• Your instructions:
Copy out every one of the lines below word for word, keeping each character and line break unchanged.

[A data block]
--- BEGIN ---

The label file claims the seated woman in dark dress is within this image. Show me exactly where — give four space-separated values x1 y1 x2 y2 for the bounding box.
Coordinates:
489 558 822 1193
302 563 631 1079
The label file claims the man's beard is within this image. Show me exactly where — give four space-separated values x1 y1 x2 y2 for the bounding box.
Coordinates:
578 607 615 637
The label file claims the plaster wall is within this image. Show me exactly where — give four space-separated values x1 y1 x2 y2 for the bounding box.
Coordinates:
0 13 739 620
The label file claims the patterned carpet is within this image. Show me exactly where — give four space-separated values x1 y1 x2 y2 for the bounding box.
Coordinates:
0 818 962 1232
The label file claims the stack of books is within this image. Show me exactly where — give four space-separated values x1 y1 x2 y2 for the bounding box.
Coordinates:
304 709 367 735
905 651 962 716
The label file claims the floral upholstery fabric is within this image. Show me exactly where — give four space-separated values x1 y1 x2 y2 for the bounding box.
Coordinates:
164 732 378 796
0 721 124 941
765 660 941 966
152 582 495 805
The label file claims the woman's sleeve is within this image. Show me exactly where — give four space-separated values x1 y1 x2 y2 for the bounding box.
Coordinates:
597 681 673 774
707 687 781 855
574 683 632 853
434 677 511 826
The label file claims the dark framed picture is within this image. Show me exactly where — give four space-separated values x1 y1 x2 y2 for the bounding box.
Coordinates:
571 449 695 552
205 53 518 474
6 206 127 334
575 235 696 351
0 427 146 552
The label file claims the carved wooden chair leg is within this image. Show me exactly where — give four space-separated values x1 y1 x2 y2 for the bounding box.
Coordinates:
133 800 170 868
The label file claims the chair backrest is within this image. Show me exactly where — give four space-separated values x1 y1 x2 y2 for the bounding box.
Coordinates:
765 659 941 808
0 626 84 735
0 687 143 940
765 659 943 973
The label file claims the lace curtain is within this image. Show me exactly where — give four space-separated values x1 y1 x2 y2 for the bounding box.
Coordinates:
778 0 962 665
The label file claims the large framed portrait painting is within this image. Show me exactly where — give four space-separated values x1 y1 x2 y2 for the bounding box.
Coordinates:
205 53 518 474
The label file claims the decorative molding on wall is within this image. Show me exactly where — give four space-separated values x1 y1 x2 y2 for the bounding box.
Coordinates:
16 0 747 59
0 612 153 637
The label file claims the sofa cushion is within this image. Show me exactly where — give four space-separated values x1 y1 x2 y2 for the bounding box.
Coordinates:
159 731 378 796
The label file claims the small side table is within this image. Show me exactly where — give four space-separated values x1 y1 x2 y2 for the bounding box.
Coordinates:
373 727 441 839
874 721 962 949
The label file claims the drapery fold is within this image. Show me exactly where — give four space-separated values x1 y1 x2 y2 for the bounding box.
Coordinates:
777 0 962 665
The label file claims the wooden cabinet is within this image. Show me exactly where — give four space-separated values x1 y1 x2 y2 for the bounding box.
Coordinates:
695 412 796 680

--- END ---

• Exercise answer:
The label file claims the seated woman in dark dress is within this image. Show me exactly where — give four space-separated values x1 y1 x2 y2 for the bounding box.
Coordinates:
489 558 822 1193
302 563 631 1079
The label file claims the man's beard is within this image. Show me exactly where — give four space-separated values x1 y1 x2 y2 for the bounding box.
Coordinates:
578 607 615 637
The label file claims the plaster wall is within this image. Show me exactly where — give four space-separated values x1 y1 x2 y2 for the bounding box.
Coordinates:
0 13 739 620
The label file claims the patterned carpet is within this image. Show me exactly where — give four space-separated values x1 y1 x2 y2 for the bounding box.
Coordinates:
0 818 962 1232
The label file claims the stack of books is within this image. Show me exactly where — give four space-separated values x1 y1 x2 y2 for the bounding box.
Coordinates:
304 709 367 735
905 651 962 716
The label file claims the floral upholstery fabric is within this image. Show me exactly where — give four space-separated values x1 y1 x2 y2 for the bounding box.
Coordinates:
164 732 378 796
0 721 124 941
765 660 941 966
152 582 495 805
The label file claims the woman's sleeve is within this image. Show me exactly where — give four space-separated values x1 y1 x2 y2 for the bounding box.
Coordinates:
597 681 673 774
707 687 781 855
574 683 632 853
434 677 511 826
The label file claims the dark framed picture is within this image. Show me exactly where — give four space-separated values x1 y1 x2 y2 for the bounding box.
Coordinates:
571 449 695 552
205 53 518 474
6 206 127 334
575 235 696 351
0 427 146 552
The label file claims the carved wooden chair leg is within this image. Show me exactly where — give four space-separated values x1 y1 x2 y2 for the bounding box.
Coordinates:
133 800 170 868
The label file claims the chair backrest is within this image. Show me exactly where — give four space-separated values x1 y1 x2 y2 for the bounding box.
Coordinates:
765 659 941 808
0 626 84 735
0 687 143 940
765 659 943 973
The label file claims the lace curtain is within this image. Show me exactly where — give four space-separated values x1 y1 x2 y2 for the bounding box.
Coordinates:
778 0 962 665
The label file claims the large framed portrait painting is within this image. Show me exactly where — give four space-separated values x1 y1 x2 y2 for the bounding box.
Coordinates:
205 53 518 474
The label file claims the decorative molding on wall is within this image. Show me exactly where — give four space-separated values x1 y1 x2 y2 for the bounding box.
Coordinates:
16 0 747 59
0 612 153 637
The label file claims the sofa cushion is within this image. Show me exactly where — give four space-separated values x1 y1 x2 y2 for the bounding box.
Coordinates:
159 731 378 796
The label file claims the small side table is within this image. Show me exactly where — give four space-separated values x1 y1 x2 y2 for the bounding box.
Coordinates:
373 727 441 839
874 721 962 949
The label file claims the drapery fold is within this image. Show me exactly where — give four space-separated values x1 y1 x2 y2 for the bounding box.
Coordinates:
777 0 962 665
The label file claims the wooden cabinet is within this image. Show me exactly where — give four space-separated values x1 y1 x2 y2 for the bounding box.
Coordinates:
695 412 796 680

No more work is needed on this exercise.